**Task to complete:**
Print the data that follows without changing a single word.

#### Exercise data ####

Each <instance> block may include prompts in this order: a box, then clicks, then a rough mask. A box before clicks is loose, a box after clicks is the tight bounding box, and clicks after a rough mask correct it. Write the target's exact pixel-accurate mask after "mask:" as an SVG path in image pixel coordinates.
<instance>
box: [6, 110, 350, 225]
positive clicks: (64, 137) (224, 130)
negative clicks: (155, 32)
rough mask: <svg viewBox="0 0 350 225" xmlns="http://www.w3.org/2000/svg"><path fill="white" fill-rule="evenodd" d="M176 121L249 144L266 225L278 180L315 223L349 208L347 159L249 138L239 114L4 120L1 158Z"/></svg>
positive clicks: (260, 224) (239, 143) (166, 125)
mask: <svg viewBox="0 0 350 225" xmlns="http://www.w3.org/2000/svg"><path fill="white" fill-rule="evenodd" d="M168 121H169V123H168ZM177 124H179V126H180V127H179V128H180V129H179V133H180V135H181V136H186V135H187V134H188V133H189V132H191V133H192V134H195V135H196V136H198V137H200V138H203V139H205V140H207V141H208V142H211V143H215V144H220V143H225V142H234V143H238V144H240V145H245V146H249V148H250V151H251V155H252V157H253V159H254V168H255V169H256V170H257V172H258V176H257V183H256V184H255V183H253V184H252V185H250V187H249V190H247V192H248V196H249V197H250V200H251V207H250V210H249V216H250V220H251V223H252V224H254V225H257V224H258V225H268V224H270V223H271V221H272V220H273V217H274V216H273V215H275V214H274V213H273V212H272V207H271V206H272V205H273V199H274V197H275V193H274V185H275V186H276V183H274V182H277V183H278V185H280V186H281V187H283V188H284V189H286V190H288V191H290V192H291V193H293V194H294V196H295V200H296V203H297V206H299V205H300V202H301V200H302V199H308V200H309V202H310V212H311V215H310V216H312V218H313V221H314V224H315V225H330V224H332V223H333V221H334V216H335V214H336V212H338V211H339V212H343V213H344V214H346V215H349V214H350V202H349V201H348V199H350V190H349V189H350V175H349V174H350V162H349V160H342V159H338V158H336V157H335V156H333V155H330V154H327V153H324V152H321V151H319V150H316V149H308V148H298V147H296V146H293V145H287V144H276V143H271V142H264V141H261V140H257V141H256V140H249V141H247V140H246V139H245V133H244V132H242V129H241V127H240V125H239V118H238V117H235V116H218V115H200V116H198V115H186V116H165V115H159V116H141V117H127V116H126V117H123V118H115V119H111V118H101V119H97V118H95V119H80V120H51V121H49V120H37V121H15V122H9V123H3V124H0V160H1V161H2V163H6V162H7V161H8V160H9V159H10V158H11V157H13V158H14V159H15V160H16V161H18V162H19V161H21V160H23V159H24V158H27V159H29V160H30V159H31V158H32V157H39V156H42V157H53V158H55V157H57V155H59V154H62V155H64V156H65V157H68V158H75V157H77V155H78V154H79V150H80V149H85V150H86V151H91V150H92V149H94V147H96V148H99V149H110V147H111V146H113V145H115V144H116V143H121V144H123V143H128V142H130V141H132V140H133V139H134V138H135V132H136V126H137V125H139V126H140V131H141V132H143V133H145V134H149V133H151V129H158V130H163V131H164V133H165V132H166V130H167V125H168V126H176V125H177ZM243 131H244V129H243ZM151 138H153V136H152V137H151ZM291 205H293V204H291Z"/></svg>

####

**Response to the exercise:**
Each <instance> block may include prompts in this order: a box, then clicks, then a rough mask. A box before clicks is loose, a box after clicks is the tight bounding box, and clicks after a rough mask correct it. Write the target's exact pixel-accurate mask after "mask:" as an SVG path in image pixel coordinates.
<instance>
box: [6, 110, 350, 225]
positive clicks: (64, 137) (224, 130)
negative clicks: (155, 32)
rough mask: <svg viewBox="0 0 350 225" xmlns="http://www.w3.org/2000/svg"><path fill="white" fill-rule="evenodd" d="M176 121L249 144L266 225L278 180L315 223L349 208L347 159L249 138L239 114L4 120L1 158Z"/></svg>
positive clicks: (260, 224) (239, 143) (166, 125)
mask: <svg viewBox="0 0 350 225" xmlns="http://www.w3.org/2000/svg"><path fill="white" fill-rule="evenodd" d="M168 121H169V123H168ZM177 124H179V126H180V127H179V128H180V129H179V133H180V135H181V136H186V135H187V134H188V133H189V132H191V133H192V134H195V135H196V136H198V137H200V138H203V139H205V140H207V141H208V142H211V143H215V144H220V143H225V142H234V143H238V144H240V145H245V146H249V148H250V151H251V155H252V157H253V159H254V168H255V169H256V170H257V172H258V176H257V183H256V184H255V183H253V184H252V185H250V187H249V190H247V192H248V196H249V197H250V200H251V207H250V210H249V216H250V220H251V223H252V224H254V225H257V224H258V225H268V224H270V223H271V221H272V220H273V217H274V216H273V215H275V214H274V213H273V212H272V207H271V206H272V205H273V199H274V197H275V193H274V185H275V186H276V183H274V182H277V183H278V185H280V186H281V187H283V188H284V189H286V190H288V191H290V192H291V193H293V194H294V196H295V200H296V203H297V206H299V205H300V202H301V200H302V199H308V200H309V202H310V212H311V215H310V216H312V218H313V221H314V224H315V225H330V224H332V223H333V221H334V216H335V214H336V212H338V211H339V212H343V213H344V214H346V215H349V214H350V202H349V201H348V199H350V190H349V189H350V175H349V174H350V162H349V160H342V159H338V158H336V157H335V156H333V155H330V154H327V153H324V152H321V151H319V150H316V149H308V148H298V147H296V146H293V145H287V144H276V143H271V142H264V141H261V140H257V141H256V140H249V141H247V140H246V139H245V133H244V132H242V129H241V127H240V125H239V118H238V117H235V116H218V115H200V116H198V115H186V116H165V115H159V116H141V117H127V116H126V117H123V118H115V119H111V118H101V119H97V118H95V119H80V120H51V121H49V120H37V121H15V122H9V123H3V124H0V160H1V161H2V163H6V162H7V161H8V160H9V159H10V158H11V157H13V158H14V159H15V160H16V161H18V162H19V161H21V160H23V159H24V158H27V159H29V160H30V159H31V158H32V157H39V156H42V157H53V158H55V157H57V155H59V154H62V155H64V156H65V157H68V158H75V157H77V155H78V154H79V150H80V149H85V150H86V151H91V150H92V149H94V147H96V148H99V149H110V147H111V146H113V145H115V144H116V143H121V144H123V143H128V142H130V141H132V140H133V139H134V138H135V132H136V126H137V125H139V126H140V131H141V132H143V133H145V134H149V133H151V129H158V130H163V131H164V133H165V132H166V130H167V125H168V126H176V125H177ZM243 131H244V129H243ZM151 138H153V136H152V137H151ZM291 205H293V204H291Z"/></svg>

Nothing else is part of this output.